- **PROBLEM REQUIREMENTS**
Please restate the following records word for word.

A block of data:
Begin

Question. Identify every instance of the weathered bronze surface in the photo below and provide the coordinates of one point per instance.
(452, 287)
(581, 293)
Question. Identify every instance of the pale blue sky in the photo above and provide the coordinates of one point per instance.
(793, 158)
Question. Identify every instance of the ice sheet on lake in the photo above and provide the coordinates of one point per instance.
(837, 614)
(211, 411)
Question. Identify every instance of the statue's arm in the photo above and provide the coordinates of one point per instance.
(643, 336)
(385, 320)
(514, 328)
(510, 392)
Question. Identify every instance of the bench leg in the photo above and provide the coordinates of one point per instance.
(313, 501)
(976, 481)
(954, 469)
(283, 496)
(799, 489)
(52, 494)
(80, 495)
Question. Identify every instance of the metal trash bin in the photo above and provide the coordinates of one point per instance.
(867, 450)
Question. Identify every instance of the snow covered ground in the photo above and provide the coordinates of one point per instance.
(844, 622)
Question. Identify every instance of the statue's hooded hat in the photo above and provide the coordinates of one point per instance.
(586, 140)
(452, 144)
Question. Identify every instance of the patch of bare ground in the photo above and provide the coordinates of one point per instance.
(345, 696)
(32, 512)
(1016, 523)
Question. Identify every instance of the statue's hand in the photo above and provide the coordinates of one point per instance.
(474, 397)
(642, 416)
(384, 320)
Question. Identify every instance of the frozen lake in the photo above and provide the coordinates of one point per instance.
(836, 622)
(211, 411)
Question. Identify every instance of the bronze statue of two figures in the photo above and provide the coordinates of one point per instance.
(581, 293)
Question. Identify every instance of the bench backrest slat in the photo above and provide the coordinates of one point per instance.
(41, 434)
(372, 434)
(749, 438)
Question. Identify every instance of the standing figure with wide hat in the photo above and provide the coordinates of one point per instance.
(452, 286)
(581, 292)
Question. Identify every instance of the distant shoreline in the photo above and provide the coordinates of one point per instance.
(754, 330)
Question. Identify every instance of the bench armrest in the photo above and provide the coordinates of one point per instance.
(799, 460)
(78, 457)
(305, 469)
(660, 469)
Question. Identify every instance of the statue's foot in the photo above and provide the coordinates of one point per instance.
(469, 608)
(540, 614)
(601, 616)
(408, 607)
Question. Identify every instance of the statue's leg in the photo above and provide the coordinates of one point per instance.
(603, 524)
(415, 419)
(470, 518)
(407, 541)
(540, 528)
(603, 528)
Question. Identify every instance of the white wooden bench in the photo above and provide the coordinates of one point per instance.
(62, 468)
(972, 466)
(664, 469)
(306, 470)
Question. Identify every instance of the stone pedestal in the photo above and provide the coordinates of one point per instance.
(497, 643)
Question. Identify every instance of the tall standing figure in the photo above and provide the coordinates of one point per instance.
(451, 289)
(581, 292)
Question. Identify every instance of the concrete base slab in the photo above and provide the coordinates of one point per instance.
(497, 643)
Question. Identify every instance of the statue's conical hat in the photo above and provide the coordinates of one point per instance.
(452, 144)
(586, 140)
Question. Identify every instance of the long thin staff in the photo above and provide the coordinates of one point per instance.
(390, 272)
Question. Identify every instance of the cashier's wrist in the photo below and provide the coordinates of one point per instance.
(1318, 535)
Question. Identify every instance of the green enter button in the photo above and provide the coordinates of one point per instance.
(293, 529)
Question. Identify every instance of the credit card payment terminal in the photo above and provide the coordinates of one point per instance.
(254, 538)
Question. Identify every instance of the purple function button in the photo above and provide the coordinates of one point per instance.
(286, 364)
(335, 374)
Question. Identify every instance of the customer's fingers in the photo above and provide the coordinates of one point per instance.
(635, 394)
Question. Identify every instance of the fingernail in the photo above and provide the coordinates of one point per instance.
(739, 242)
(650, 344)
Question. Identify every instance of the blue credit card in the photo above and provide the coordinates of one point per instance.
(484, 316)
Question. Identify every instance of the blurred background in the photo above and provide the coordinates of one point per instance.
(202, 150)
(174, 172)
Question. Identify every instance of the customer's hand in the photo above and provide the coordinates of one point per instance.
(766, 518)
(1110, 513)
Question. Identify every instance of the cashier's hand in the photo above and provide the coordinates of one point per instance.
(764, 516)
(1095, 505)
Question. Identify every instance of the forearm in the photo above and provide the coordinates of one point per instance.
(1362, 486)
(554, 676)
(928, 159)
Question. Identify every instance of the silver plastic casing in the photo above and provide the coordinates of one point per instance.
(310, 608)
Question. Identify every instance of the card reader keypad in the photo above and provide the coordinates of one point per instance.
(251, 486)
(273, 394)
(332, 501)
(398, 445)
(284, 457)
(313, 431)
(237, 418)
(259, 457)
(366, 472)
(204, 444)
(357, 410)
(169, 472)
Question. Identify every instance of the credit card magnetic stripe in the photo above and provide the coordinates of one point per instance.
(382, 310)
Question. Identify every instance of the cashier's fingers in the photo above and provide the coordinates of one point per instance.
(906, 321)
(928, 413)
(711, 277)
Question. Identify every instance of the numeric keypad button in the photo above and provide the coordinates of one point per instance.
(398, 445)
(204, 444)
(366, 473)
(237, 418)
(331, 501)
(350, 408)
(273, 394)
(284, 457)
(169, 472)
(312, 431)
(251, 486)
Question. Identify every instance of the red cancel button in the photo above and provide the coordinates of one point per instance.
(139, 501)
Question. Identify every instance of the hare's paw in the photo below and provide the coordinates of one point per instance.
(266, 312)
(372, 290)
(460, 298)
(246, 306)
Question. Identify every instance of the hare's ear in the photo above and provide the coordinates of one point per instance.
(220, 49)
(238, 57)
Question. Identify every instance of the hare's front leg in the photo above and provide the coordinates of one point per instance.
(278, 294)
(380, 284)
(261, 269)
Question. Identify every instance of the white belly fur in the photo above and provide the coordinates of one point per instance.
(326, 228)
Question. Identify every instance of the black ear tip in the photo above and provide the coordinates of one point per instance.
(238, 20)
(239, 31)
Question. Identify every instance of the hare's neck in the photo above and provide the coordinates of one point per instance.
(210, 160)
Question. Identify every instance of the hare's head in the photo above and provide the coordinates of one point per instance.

End

- **THE COMPLETED TASK**
Question. Identify every instance of the weathered bronze surface in the photo below and provide the coordinates of one point per instance.
(452, 287)
(581, 293)
Question. Identify every instance of the pale blue sky in the photo above and provide the coordinates of one point per instance.
(793, 158)
Question. Identify every instance of the ice sheet on lake in the photo above and provide the coordinates of one point per instance.
(837, 614)
(211, 411)
Question. Identify every instance of the statue's arm in the photo above and provide the coordinates of one point per instance.
(643, 336)
(385, 320)
(514, 328)
(510, 392)
Question. Identify every instance of the bench leg in the photo above and provide the coordinates of one point per instance.
(313, 501)
(976, 481)
(954, 469)
(283, 496)
(799, 489)
(52, 494)
(80, 495)
Question. Identify every instance of the metal trash bin in the photo above and provide the coordinates of one point per instance.
(867, 450)
Question. Identify every instance of the snow covered ground in the photo above and provide the coordinates of one point per instance.
(844, 622)
Question. Identify every instance of the statue's hooded hat in the photo above and provide the coordinates of one point per instance.
(586, 140)
(452, 144)
Question. Identify every instance of the patch of bare ground in the photo above and provide the coordinates of one point per instance.
(345, 696)
(32, 512)
(1016, 523)
Question. Identify every instance of the statue's hand in the photo above and provide the coordinates of one point per instance.
(474, 397)
(642, 416)
(384, 320)
Question. Identify every instance of the frozen lake in the photo above and provide the coordinates of one point per instance.
(836, 622)
(211, 411)
Question. Identify every instance of the bronze statue of two figures in the photo above and provide the coordinates of one point per instance.
(581, 293)
Question. Identify every instance of the bench backrest slat in the photo above and provide the coordinates of one point per instance.
(41, 434)
(372, 434)
(749, 438)
Question. Identify every instance of the standing figure with wide hat in the photo above and provide the coordinates of one point per instance.
(452, 286)
(581, 292)
Question. Identify every instance of the distant shoreline in the photo above and provide the coordinates of one point per instance.
(754, 330)
Question. Identify every instance of the bench armrest in the photo above and provide the coordinates of one point per instance.
(799, 460)
(78, 457)
(305, 469)
(660, 469)
Question. Identify every instance of the statue's foot in the photo above and provide the coordinates of one point per instance.
(469, 608)
(540, 614)
(601, 616)
(408, 607)
Question. Identify every instance of the statue's leg in the photo above and provide the coordinates of one point per instance.
(603, 524)
(415, 419)
(470, 518)
(407, 541)
(540, 528)
(603, 528)
Question. Identify every instance of the white wooden bench in the photo above and provide the coordinates of one point per instance.
(62, 468)
(972, 466)
(664, 469)
(306, 470)
Question. Identify every instance of the stone pedestal in the photo above and provide the coordinates of one point per instance.
(497, 643)
Question. Identify every instance of the tall standing figure in the photo above and provide the coordinates of one point per instance.
(451, 289)
(581, 292)
Question. Identify every instance of the concrete base slab in the photo above and provide the coordinates of one point per instance.
(497, 643)
Question. Identify every instance of the statue's conical hat in the photo above and provide the coordinates of one point per instance.
(452, 144)
(586, 140)
Question. Identify every instance of the long thin staff in the photo above and provide the coordinates of one point per instance.
(390, 272)
Question. Identify every instance of the cashier's wrist in the photo below and provide the coordinates of one point per instance.
(1318, 535)
Question. Identify every instance of the green enter button in the photo above and provide the coordinates of one point per instance.
(293, 529)
Question. Identify every instance of the credit card payment terminal in the photo above and provide the coordinates of one point per instance.
(254, 538)
Question. Identify every instance of the purple function button in the photo above and provide the coordinates of one point per instance.
(286, 364)
(335, 374)
Question. Identify every instance of the customer's fingers in the photo above and provide the coordinates of one point per instance.
(635, 394)
Question. Identify every instance of the fingernail in the photo above and provide the coordinates of one point per instance.
(739, 242)
(650, 344)
Question. Identify every instance of the blue credit card in the photo above and provide the coordinates of one point per instance.
(484, 316)
Question. Identify every instance of the blurred background in the photo above and provide the coordinates of one point per instance.
(202, 150)
(174, 172)
Question. Identify every instance of the customer's hand in the photo above and provide the coordinates of one point per instance.
(766, 518)
(1110, 513)
Question. Identify every instance of the cashier's hand in the photo above and provide the coordinates of one point per instance.
(764, 516)
(1095, 505)
Question. Identify every instance of the forearm in the photo above and provide the coordinates of one point per instance.
(1362, 486)
(554, 676)
(928, 159)
Question. Identify every instance of the silver plastic casing in the photo above and provide the coordinates of one point per instance.
(310, 608)
Question. Identify every instance of the card reader keypad in the photo above and provide the coordinates of one point per instance.
(251, 486)
(273, 394)
(332, 501)
(398, 445)
(284, 457)
(313, 431)
(237, 418)
(259, 457)
(366, 472)
(204, 444)
(357, 410)
(169, 472)
Question. Identify every instance of the credit card magnetic stripe in the photo above and provide the coordinates of one point per instance.
(382, 310)
Question. Identify every instance of the cashier's fingers in the photo above and provide the coordinates of one point per instance.
(906, 321)
(928, 413)
(711, 277)
Question. Identify every instance of the numeric keypad button in the photo above and provide the coordinates of one point per instance.
(398, 445)
(204, 444)
(366, 473)
(237, 418)
(331, 501)
(350, 408)
(273, 394)
(284, 457)
(169, 472)
(312, 431)
(251, 486)
Question. Identify every instance of the red cancel button in the photo above and provide the coordinates of one point per instance.
(139, 501)
Question. Identify every instance of the hare's paw in the photo below and provide the coordinates of one point per instance.
(266, 312)
(372, 290)
(460, 298)
(246, 306)
Question. Identify every instance of the hare's ear in the photo above and provide the coordinates of one point per instance.
(220, 49)
(238, 57)
Question. Identify every instance of the hare's front leg in the photo above and provide the coordinates of one point per instance.
(278, 294)
(380, 284)
(261, 269)
Question. Identify every instance of the white belly fur in the photo above and provide the coordinates of one point per instance.
(326, 228)
Question. Identify every instance of the black ear tip in the photo above and provide the coordinates of one point per instance.
(238, 20)
(239, 31)
Question. Identify every instance of the hare's neck in the photo above and provide the coordinates of one point per instance.
(210, 160)
Question. Identify every instance of the hare's head in the photo above and provide the coordinates of one point per instance.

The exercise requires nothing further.